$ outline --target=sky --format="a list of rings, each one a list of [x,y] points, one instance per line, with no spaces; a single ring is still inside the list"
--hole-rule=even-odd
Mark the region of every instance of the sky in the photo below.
........
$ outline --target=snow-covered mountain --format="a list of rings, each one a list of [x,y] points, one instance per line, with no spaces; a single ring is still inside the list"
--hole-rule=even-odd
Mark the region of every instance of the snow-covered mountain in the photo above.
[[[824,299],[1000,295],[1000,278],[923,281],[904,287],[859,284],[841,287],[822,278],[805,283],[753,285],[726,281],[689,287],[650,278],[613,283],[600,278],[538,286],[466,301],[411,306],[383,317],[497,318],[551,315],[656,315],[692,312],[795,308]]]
........
*INSTRUCTION*
Locate every row of the records that contains the word "line", with case counting, and copy each of those rows out in full.

*WRITTEN REPLY*
$ outline --target=sky --format="a list of rings, each one a list of [x,y] points, one instance per line, with no spaces; a single ring is still inside the list"
$ outline --target=snow-covered mountain --format="a list of rings, each one a list of [x,y] points, one instance per line, with no spaces; a single ring is still inside the list"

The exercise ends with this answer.